EXERCISE REQUIREMENTS. For this exercise, the lines from the one with "Each instance of the beige" through the final line of the data below are to be transcribed exactly, and pictures are to be skipped.

↓

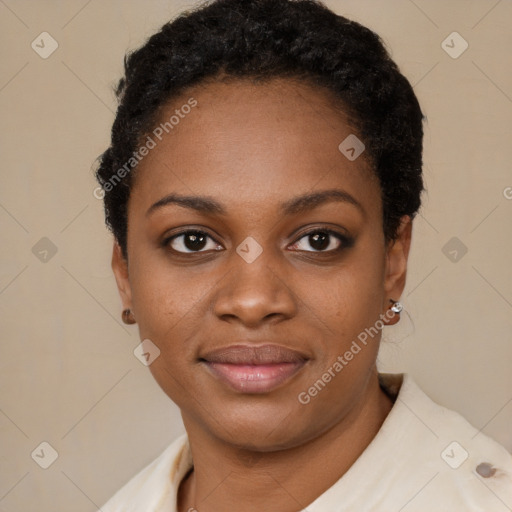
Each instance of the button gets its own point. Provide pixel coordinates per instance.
(485, 469)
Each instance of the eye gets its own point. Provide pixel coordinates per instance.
(321, 241)
(192, 241)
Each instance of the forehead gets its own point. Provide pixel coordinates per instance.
(242, 141)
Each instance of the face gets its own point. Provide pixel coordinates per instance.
(256, 258)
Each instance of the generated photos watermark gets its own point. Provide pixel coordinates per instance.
(143, 150)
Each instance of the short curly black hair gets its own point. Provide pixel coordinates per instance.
(262, 40)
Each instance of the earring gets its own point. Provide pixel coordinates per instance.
(128, 317)
(396, 306)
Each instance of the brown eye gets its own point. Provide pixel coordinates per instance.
(321, 241)
(192, 241)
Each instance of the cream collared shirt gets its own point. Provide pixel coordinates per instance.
(424, 458)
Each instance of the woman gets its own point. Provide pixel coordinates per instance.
(261, 184)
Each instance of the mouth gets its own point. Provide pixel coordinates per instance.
(254, 369)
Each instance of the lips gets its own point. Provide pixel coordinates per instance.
(254, 369)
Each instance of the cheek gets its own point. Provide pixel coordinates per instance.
(169, 302)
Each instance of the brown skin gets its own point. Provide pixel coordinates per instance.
(253, 148)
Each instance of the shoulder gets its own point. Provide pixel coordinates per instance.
(154, 488)
(468, 469)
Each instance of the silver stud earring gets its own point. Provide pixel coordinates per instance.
(396, 307)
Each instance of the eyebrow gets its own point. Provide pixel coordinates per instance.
(300, 204)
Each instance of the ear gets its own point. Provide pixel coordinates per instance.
(397, 253)
(120, 268)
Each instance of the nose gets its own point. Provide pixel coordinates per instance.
(254, 294)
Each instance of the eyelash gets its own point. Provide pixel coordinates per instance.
(345, 241)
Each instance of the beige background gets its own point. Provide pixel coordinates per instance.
(68, 374)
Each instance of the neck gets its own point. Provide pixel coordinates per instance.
(227, 478)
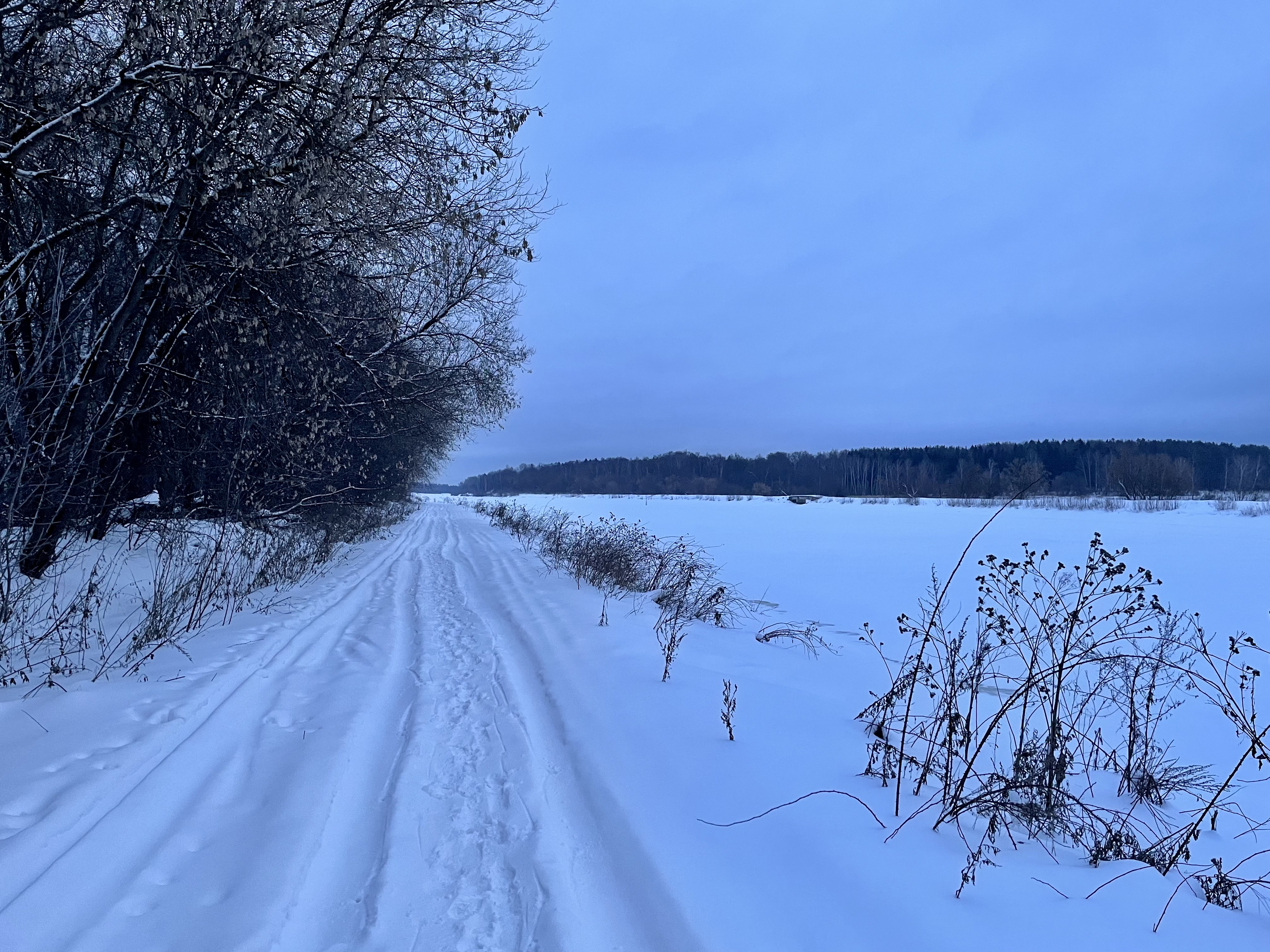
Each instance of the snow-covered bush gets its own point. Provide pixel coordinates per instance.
(1042, 717)
(108, 606)
(624, 559)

↑

REPLY TO THE EXERCISE.
Each instance of the beige background gets its own point. Provide pixel coordinates per instance.
(68, 374)
Each instance of the neck gets its own point. Provide pixel coordinates per instance.
(227, 478)
Each instance of the snow-covered bush gets its own point. Provide pixel coordinates per instance.
(1042, 717)
(108, 606)
(624, 559)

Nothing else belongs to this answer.